| Work task |
Copy out all lines in the data below containing the string "tile".

····················

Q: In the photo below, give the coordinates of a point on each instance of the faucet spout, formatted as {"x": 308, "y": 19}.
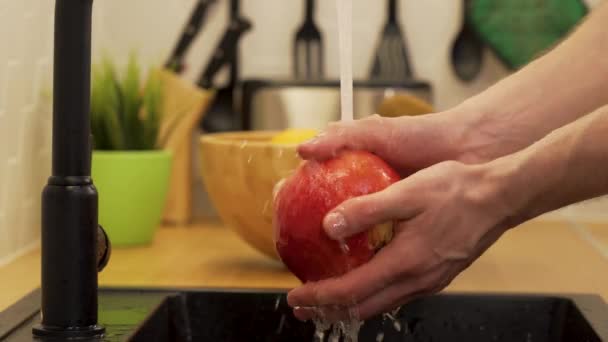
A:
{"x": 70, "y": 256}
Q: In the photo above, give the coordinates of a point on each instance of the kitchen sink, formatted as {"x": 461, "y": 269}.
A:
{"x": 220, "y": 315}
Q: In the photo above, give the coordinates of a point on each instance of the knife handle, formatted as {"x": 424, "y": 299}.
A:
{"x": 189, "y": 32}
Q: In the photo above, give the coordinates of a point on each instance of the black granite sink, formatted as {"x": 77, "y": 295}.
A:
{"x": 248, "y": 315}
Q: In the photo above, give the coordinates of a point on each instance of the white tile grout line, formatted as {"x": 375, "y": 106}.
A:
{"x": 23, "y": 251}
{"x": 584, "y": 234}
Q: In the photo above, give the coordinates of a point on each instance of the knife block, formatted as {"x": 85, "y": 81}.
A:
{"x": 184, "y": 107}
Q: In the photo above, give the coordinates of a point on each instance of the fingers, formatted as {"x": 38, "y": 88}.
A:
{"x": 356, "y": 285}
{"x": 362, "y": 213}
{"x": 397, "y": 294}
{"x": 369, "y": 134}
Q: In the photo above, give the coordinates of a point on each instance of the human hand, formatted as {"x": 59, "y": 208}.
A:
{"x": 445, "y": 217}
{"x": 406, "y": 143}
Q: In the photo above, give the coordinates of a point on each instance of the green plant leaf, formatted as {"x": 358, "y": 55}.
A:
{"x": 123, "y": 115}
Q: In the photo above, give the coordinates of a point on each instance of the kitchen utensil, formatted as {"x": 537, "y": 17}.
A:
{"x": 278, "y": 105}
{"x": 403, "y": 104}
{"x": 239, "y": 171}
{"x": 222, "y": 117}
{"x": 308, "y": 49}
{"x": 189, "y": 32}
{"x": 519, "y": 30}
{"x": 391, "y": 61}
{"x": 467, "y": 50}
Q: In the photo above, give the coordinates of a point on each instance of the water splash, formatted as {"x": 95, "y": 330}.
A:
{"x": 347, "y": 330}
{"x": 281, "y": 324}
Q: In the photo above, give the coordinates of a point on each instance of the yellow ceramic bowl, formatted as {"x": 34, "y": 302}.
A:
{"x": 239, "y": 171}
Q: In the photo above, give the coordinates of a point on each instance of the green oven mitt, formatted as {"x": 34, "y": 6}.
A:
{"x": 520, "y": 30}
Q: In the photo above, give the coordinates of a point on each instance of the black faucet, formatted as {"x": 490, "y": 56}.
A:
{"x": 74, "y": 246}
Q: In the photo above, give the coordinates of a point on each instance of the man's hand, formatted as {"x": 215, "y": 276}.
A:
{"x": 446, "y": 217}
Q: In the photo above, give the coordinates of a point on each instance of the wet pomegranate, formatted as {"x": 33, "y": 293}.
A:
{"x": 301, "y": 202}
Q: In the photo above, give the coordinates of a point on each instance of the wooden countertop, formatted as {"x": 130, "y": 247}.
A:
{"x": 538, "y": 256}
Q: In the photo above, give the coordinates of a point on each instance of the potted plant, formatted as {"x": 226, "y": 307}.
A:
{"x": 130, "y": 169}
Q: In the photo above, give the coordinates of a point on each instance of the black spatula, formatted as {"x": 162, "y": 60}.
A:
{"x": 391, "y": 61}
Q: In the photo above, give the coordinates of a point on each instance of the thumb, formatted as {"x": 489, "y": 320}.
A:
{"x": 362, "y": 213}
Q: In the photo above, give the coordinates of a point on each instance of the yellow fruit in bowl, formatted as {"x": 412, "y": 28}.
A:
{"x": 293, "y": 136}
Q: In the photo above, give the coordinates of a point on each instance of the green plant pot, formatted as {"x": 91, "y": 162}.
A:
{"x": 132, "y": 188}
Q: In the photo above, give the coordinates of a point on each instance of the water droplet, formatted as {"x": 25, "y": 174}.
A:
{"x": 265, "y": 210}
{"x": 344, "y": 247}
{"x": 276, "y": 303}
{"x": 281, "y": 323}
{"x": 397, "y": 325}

····················

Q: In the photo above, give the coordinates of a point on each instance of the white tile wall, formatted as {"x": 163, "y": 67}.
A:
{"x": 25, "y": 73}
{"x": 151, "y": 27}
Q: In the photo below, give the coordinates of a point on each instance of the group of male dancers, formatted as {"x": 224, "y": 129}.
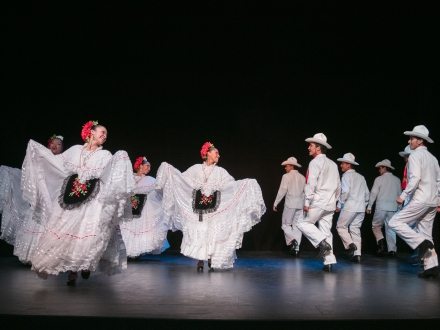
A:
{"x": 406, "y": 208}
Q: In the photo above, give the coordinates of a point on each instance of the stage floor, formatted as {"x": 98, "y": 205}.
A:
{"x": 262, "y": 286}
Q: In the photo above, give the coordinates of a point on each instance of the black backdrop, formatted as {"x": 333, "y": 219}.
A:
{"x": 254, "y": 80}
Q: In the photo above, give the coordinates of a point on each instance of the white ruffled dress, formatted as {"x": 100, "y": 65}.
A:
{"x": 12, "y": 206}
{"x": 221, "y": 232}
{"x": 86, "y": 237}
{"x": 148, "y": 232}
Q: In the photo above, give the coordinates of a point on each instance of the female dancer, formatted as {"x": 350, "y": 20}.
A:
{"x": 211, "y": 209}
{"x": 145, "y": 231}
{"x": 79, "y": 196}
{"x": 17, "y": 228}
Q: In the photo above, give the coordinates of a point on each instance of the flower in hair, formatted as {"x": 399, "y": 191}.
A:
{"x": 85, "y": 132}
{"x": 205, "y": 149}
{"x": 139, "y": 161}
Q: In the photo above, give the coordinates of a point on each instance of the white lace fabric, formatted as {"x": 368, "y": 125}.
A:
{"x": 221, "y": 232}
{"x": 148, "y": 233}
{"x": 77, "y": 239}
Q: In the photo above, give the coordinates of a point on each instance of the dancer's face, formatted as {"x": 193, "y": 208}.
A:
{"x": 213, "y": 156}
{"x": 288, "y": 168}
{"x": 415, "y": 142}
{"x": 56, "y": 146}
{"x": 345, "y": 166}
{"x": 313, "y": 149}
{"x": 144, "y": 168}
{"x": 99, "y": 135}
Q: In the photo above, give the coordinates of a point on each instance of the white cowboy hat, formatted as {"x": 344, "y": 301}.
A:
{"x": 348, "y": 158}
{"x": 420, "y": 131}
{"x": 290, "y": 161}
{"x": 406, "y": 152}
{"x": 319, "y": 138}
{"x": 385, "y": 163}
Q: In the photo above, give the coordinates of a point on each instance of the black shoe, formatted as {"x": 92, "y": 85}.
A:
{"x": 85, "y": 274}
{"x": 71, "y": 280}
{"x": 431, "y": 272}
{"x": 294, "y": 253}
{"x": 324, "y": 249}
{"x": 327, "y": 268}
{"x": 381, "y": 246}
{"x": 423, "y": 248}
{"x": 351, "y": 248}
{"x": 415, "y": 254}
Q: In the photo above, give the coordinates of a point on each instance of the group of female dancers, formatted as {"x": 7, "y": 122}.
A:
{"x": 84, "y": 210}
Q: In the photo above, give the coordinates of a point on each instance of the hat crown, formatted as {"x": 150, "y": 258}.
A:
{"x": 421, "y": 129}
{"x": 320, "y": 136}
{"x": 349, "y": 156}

····················

| Exercise output |
Q: In the photo above, give the coordinates of a point on each instance of the white tile grout line, formatted as {"x": 375, "y": 106}.
Q: In the photo above, give the coordinates of a point on each instance of the white tile wall, formatted as {"x": 163, "y": 67}.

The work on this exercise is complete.